··· Extrait choisi ···
Auparavant, notamment dans son allocution du 3 avril dernier, Macky Sall avait annoncé une mesure forte pour amorcer le lancinant problème de l’emploi : la réorientation budgétaire de 450 milliards de F CFA dont 150 milliards mobilisés à partir du mois prochain, pour financer le Programme d’urgence pour l’emploi et l’insertion socio-économique des jeunes.
Un début de solutions au véritable fléau que constitue le chômage au Sénégal ? Sans aucun doute, encore faudrait-il que l’application de ces mesures soit étroitement surveillée. En clair, que la plus grosse part des importantes sommes mobilisées n’arrose davantage les énormes circuits corruptionnels qui sont la tragédie de notre nation, que les parterres en jachère du monde de l’emploi !
Mais une question essentielle n’a pas figuré sur la liste des préoccupations formulées par ce conseil présidentiel et l’on peut comprendre pourquoi : c’est celle de l’éthique dans l’Administration sénégalaise, celle des codes de bonne conduite qui font la performance et l’honneur des administrations qui méritent d’en porter le nom. Les jeunes veulent de l’emploi ; mais une fois qu’ils l’ont, désinvolture, arrogance, négligence et corruption deviennent les principes directeurs de leur action. Au fil du temps, l’Administration publique et même privée, sénégalaise, s’est désagrégée sous l’impact du vide éthique, du poids du désert de conscience. A tous ces jeunes demandeurs d’emploi avec tant d’exigences, il eût été de bon ton de souligner aussi cela, même en marge de ces assises dont on comprend les objectifs pratiques.
L’ancien gouverneur de Dakar, Mamadou Sall, qui parrainait, samedi, la remise de certificat à deux promotions de quarante récipiendaires formés à l’institut Thales, cet institut privé de recherches, d’études politiques et stratégies qui délivre des diplômes en protocole, diplomatie, intelligence économique, entre autres, a insisté sur cette dimension qui semble être l’enfant pauvre des réflexions nationales sur le travail et le service public au Sénégal : ‘’La formation ne suffit pas. Il faut avoir des ambitions pour valoriser ce diplôme. Et pour cela, il faut que vous ayez un comportement nouveau par rapport aux défis auxquels les pays africains sont confrontés. Je vous exhorte à avoir un comportement éthique’’.
··· Matériel d'étude ···
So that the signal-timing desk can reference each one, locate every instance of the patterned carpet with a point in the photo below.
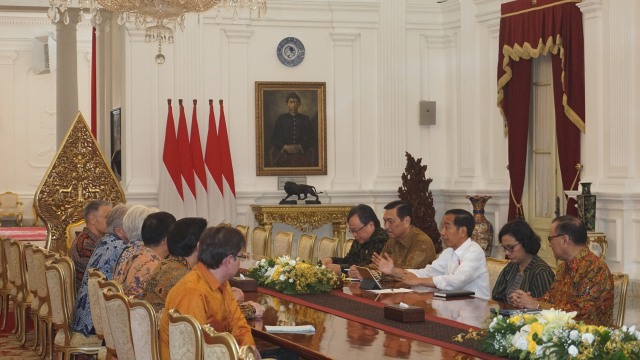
(9, 346)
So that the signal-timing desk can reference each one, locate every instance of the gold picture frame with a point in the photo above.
(291, 139)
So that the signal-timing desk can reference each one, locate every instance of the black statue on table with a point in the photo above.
(300, 190)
···
▶ [Tâches à réaliser]
**A.** Répondez à ces questions à partir de l'extrait :
(i) Quel montant la réorientation budgétaire annoncée par Macky Sall représente-t-elle ?
(ii) Quelle fonction Mamadou Sall a-t-il exercée auparavant ?
(iii) Quel est le nom de l'institut qui a formé les récipiendaires ?
**B.** Recopiez le passage de l'extrait qui va de « L’ancien gouverneur de » jusqu'à « un comportement éthique’’. ».
Vous n'aurez pas besoin des entrées.

▶ [Réponses attendues]
**A.**
(i) 450 milliards de F CFA.
(ii) Il a été gouverneur de Dakar.
(iii) L'institut Thales.

**B.**
L’ancien gouverneur de Dakar, Mamadou Sall, qui parrainait, samedi, la remise de certificat à deux promotions de quarante récipiendaires formés à l’institut Thales, cet institut privé de recherches, d’études politiques et stratégies qui délivre des diplômes en protocole, diplomatie, intelligence économique, entre autres, a insisté sur cette dimension qui semble être l’enfant pauvre des réflexions nationales sur le travail et le service public au Sénégal : ‘’La formation ne suffit pas. Il faut avoir des ambitions pour valoriser ce diplôme. Et pour cela, il faut que vous ayez un comportement nouveau par rapport aux défis auxquels les pays africains sont confrontés. Je vous exhorte à avoir un comportement éthique’’.